Assigned task 1:
From the speech synthesis code, list each attribute or method of speech_config that the code uses, naming each one once.
Assigned task 2:
Carry the speech synthesis issue further, starting right after its last line.

Source text:
-- Opening Marker --
Open steven8274 opened 1 month ago

steven8274 commented 1 month ago

IN ORDER TO ASSIST YOU, PLEASE PROVIDE THE FOLLOWING:

def speech_synthesizer_synthesizing_cb(evt: speechsdk.SessionEventArgs): now = datetime.now().strftime("%Y-%m-%d %H:%M:%S.%f") print(f'Synthesizing event[{now}]:') print('\tAudioData: {} bytes'.format(len(evt.result.audio_data)))

client = OpenAI()

setup speech synthesizer

IMPORTANT: MUST use the websocket v2 endpoint

speech_config = speechsdk.SpeechConfig(endpoint=f"wss://eastasia.tts.speech.microsoft.com/cognitiveservices/websocket/v2", subscription='MY_SPEECH_SDK_KEY') speech_config.set_speech_synthesis_output_format(speechsdk.SpeechSynthesisOutputFormat.Raw24Khz16BitMonoPcm)

set a voice name

speech_config.speech_synthesis_voice_name = "zh-CN-XiaoxiaoMultilingualNeural"

speech_config.speech_synthesis_voice_name = "zh-CN-XiaoxiaoNeural"

set timeout value to bigger ones to avoid sdk cancel the request when GPT latency too high

properties = dict() properties["SpeechSynthesis_FrameTimeoutInterval"]="100000000" properties["SpeechSynthesis_RtfTimeoutThreshold"]="10" speech_config.set_properties_by_name(properties)
-- Closing Marker --
Material supplied:
-- Opening Marker --
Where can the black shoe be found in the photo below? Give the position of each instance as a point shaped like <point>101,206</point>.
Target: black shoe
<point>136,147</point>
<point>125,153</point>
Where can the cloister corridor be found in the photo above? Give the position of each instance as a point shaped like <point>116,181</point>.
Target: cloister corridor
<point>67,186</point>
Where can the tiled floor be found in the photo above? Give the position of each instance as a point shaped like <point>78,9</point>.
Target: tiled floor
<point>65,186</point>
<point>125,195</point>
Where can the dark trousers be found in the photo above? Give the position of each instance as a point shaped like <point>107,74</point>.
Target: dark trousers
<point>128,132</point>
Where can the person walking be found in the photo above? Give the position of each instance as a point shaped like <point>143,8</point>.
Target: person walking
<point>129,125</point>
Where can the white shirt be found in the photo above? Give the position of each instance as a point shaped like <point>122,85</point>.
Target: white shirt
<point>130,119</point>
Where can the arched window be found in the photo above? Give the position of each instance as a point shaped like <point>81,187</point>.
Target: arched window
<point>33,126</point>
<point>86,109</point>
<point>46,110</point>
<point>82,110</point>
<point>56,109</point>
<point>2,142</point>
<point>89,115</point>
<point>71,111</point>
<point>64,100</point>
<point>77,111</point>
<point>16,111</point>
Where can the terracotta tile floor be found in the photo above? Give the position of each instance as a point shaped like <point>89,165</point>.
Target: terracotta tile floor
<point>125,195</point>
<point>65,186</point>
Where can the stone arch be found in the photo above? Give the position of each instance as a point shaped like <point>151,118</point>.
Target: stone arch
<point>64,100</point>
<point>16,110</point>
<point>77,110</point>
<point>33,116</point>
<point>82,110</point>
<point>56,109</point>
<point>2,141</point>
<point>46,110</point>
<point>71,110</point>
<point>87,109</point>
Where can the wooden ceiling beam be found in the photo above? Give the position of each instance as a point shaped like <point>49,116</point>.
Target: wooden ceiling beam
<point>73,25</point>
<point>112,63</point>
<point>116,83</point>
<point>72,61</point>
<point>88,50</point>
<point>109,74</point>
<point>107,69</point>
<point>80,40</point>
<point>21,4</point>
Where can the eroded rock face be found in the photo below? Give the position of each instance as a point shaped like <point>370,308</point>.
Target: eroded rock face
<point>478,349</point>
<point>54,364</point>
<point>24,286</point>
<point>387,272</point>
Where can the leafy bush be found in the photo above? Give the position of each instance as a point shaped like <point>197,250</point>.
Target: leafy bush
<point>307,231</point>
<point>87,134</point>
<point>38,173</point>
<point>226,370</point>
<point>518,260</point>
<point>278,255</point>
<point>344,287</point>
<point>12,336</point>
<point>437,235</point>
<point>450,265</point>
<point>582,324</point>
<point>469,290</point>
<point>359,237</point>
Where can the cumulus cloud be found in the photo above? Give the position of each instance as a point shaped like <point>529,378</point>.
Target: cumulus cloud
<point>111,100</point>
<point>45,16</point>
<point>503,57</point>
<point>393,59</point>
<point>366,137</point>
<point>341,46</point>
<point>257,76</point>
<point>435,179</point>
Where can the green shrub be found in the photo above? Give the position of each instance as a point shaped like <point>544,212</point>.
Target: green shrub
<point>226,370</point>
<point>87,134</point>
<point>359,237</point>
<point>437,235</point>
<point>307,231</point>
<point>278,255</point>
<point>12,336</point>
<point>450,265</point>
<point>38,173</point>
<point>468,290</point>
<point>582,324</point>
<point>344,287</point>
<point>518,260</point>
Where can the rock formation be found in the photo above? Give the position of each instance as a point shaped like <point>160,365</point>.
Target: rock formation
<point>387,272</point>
-- Closing Marker --
Response 1:
set_speech_synthesis_output_format
speech_synthesis_voice_name
set_properties_by_name

Response 2:
speech_config.set_property(speechsdk.PropertyId.Speech_LogFilename, "azure_speeck_sdk.log")

speech_synthesizer = speechsdk.SpeechSynthesizer(speech_config=speech_config, audio_config=None) speech_synthesizer.synthesizing.connect(speech_synthesizer_synthesizing_cb)

create request with TextStream input type

tts_request = speechsdk.SpeechSynthesisRequest(input_type = speechsdk.SpeechSynthesisRequestInputType.TextStream) tts_task = speech_synthesizer.speak_async(tts_request)

completion = client.chat.completions.create( model="gpt-4o", messages=[ {"role": "system", "content": "You are a medical assistant, skilled in introducing medical concepts."}, {"role": "user", "content": "请简单说一下糖尿病的相关概念。不超过30字。"}, ], stream=True )

for chunk in completion:

print(chunk)

chunk_text = chunk.choices[0].delta.content
if chunk_text:
    tts_request.input_stream.write(chunk_text)
    now = datetime.now().strftime("%Y-%m-%d %H:%M:%S.%f")
    print(f"TTS text written: {chunk_text}, at {now}", end="\n")

now = datetime.now().strftime("%Y-%m-%d %H:%M:%S.%f") print(f"[GPT END]{now}", end="\n")

time.sleep(30) print("Sleep 30 seconds completed")

close tts input stream when GPT finished

tts_request.input_stream.close()

wait all tts audio bytes return

result = tts_task.get()

print("[TTS END]", end="\n")



- If relevant, a WAV file of your input audio.

- Additional information as shown below

**Describe the bug**
If the text stream is not long enough (such as 30 Chinese characters), the first few pushed text chunks will never(at least in 30 seconds) trigger the return of any audio chunks before the call of 'tts_request.input_stream.close()'.This make tts streaming delay very large.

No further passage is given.